■ **Document section**
•••

# Finite $k$-set-respecting splitting of $\mathbb{N}$

Motivation. My sons participated in a large football tournament recently; everyone wanted to be in a team with everyone else at least once. Tricky!

Formulation of the question. For any positive integer $$k\in\mathbb{N}$$, let $$\ \binom {\mathbb N} k\$$ denote the collection of $$k$$-element subsets of $$\mathbb{N}.\$$ Let $${\cal I}$$ be the collection of subsets of $$\mathbb{N}$$ that are both infinite and co-infinite (the complement is infinite).

Fix an integer $$k\geq 2$$. Is there a finite family $$\ {\cal S}\subseteq {\cal I}\$$ such that for every $$\ F\in\binom {\mathbb N} k\$$ there is $$T\in{\cal S}\$$ with $$F\subseteq T$$ or $$F\subseteq (\mathbb{N}\setminus T)$$?   If yes, what is the smallest size such a family $${\cal S}$$ can have, in terms of $$k$$?

•••

■ **Contour annotation data**
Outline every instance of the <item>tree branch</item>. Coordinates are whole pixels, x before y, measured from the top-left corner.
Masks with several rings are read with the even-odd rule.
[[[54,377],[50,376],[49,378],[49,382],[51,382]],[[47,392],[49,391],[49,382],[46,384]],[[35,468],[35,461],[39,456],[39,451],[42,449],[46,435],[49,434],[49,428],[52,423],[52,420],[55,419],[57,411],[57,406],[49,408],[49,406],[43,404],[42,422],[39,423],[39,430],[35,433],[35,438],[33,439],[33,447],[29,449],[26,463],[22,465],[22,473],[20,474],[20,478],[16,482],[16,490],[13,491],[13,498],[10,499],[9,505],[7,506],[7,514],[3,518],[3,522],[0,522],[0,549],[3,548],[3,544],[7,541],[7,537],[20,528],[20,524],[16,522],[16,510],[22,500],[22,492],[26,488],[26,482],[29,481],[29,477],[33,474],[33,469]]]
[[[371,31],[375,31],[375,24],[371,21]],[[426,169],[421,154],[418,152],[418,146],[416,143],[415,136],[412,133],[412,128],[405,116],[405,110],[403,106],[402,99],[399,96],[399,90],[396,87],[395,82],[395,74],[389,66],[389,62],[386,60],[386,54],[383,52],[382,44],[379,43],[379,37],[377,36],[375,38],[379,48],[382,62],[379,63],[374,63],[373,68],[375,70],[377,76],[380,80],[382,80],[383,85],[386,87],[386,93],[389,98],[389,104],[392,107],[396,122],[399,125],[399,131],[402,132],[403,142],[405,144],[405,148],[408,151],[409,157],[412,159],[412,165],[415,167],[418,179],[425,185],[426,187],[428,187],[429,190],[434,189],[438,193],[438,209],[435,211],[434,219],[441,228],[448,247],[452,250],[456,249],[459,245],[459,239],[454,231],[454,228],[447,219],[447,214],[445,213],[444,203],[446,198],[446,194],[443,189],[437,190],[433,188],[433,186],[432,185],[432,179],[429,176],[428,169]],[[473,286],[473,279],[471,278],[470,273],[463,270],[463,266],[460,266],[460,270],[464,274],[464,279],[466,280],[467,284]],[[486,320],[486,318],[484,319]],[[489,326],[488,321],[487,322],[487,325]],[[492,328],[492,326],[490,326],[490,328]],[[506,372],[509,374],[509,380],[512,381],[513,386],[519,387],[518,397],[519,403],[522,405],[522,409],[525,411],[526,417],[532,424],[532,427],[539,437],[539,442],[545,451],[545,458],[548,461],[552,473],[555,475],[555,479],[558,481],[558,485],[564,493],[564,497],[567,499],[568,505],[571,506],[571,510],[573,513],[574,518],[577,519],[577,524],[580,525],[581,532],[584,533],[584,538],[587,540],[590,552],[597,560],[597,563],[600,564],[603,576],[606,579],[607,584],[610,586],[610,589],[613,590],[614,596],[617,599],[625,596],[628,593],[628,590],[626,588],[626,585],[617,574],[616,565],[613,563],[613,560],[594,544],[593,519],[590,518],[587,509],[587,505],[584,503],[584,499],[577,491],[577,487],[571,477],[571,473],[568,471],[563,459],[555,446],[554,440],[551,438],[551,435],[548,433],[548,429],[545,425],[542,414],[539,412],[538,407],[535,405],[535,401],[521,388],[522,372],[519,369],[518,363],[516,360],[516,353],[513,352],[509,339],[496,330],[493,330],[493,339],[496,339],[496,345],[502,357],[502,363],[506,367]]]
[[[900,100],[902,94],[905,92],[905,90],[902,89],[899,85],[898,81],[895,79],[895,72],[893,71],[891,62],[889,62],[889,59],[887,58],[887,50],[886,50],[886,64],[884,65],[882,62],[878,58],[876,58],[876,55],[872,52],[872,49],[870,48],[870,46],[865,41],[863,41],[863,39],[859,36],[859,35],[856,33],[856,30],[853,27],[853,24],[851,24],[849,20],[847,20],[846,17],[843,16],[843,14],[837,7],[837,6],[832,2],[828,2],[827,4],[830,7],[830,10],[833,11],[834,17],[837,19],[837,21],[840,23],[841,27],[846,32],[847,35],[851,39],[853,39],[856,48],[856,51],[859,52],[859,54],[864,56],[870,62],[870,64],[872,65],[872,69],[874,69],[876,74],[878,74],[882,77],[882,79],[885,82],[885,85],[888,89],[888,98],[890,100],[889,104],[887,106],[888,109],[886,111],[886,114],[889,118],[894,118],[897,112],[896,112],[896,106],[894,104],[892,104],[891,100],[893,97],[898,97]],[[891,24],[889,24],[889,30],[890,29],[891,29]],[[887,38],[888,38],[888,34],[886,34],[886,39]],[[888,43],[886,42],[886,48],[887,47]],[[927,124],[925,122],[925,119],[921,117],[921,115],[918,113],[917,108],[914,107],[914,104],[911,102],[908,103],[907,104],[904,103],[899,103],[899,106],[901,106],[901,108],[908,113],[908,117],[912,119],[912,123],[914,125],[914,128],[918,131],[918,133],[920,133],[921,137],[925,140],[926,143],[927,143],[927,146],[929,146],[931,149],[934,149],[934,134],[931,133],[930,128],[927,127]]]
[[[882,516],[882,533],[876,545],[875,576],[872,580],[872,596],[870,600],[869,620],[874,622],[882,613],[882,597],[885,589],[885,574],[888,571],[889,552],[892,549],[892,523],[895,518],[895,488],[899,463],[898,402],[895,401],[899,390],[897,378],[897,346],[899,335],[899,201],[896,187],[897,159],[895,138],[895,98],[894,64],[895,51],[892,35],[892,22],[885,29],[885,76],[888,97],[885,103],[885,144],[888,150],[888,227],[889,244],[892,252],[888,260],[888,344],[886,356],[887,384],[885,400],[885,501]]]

•••

■ **Your task**
Copy out the portion of the set-splitting question that opens with the words "Motivation. My sons" and closes with "terms of $$k$$?".

■ **The answer**
Motivation. My sons participated in a large football tournament recently; everyone wanted to be in a team with everyone else at least once. Tricky!

Formulation of the question. For any positive integer $$k\in\mathbb{N}$$, let $$\ \binom {\mathbb N} k\$$ denote the collection of $$k$$-element subsets of $$\mathbb{N}.\$$ Let $${\cal I}$$ be the collection of subsets of $$\mathbb{N}$$ that are both infinite and co-infinite (the complement is infinite).

Fix an integer $$k\geq 2$$. Is there a finite family $$\ {\cal S}\subseteq {\cal I}\$$ such that for every $$\ F\in\binom {\mathbb N} k\$$ there is $$T\in{\cal S}\$$ with $$F\subseteq T$$ or $$F\subseteq (\mathbb{N}\setminus T)$$?   If yes, what is the smallest size such a family $${\cal S}$$ can have, in terms of $$k$$?